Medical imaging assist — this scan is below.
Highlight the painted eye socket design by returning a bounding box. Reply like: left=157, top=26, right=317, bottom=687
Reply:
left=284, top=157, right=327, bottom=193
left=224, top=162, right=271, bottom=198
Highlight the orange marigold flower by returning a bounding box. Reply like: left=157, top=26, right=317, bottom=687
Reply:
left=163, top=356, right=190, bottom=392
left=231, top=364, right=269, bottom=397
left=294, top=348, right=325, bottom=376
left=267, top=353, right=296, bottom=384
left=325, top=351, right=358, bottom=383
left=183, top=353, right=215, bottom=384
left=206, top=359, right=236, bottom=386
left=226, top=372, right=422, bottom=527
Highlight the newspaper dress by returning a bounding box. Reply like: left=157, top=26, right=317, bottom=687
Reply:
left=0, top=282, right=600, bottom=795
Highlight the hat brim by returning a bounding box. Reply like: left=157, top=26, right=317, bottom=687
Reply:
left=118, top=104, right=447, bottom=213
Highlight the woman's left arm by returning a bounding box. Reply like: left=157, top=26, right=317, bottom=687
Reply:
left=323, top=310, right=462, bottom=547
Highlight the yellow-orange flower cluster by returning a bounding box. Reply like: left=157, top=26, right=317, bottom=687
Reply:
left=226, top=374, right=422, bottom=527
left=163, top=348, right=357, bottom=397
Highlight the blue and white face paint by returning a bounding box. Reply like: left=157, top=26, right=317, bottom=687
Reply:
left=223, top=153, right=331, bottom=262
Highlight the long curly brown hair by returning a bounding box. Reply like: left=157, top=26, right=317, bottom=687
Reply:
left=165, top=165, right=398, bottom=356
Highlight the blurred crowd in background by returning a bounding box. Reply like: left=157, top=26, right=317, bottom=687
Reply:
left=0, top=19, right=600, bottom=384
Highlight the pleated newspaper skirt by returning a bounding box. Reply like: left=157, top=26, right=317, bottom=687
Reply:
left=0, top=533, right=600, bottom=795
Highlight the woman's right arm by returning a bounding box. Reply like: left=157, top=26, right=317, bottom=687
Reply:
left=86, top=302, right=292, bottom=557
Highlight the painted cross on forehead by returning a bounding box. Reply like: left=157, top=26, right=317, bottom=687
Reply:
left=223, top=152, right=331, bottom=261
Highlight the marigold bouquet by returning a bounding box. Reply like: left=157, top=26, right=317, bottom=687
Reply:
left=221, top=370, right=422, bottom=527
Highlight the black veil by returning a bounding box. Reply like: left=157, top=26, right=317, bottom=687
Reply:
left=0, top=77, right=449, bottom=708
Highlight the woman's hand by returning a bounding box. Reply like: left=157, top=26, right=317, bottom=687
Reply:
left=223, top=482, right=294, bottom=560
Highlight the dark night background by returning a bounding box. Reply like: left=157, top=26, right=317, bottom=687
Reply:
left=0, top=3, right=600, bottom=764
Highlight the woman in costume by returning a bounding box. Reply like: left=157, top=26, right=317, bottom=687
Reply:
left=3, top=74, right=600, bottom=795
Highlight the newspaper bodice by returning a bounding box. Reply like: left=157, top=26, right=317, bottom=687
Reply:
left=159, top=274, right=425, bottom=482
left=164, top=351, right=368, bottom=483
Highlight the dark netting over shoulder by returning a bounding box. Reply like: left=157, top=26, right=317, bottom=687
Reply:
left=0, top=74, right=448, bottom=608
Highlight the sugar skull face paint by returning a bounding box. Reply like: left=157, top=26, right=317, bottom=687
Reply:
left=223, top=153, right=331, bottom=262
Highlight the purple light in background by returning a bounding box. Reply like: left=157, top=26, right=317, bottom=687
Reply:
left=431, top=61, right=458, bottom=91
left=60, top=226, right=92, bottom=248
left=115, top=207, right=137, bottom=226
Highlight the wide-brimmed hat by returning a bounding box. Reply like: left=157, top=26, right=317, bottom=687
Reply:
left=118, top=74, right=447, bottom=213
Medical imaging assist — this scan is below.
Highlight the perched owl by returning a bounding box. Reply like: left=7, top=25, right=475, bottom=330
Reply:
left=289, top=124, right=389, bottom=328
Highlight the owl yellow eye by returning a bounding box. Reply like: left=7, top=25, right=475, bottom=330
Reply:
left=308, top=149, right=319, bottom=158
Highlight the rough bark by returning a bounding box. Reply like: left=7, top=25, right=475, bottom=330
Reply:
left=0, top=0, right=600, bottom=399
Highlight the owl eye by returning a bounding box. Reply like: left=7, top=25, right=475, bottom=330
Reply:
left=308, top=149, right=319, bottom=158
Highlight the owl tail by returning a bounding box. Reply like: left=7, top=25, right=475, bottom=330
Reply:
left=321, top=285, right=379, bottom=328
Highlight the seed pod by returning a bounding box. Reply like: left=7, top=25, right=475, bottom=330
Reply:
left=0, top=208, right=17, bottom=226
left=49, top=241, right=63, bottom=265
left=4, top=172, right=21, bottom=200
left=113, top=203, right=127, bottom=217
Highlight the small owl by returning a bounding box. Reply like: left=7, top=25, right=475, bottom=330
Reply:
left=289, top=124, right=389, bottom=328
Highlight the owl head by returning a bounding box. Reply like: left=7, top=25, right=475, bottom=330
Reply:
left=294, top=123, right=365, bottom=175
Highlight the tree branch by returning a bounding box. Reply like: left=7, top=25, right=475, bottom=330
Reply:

__Brief__: Can you pull out every line of the listing above that contains the word "orange", matching its capitalization exactly?

__Answer to the task__:
Highlight the orange marigold flower by returning a bounding box. Reply like: left=157, top=26, right=317, bottom=687
Highlight the yellow-orange flower cluster by returning a bounding box. Reply like: left=157, top=26, right=317, bottom=687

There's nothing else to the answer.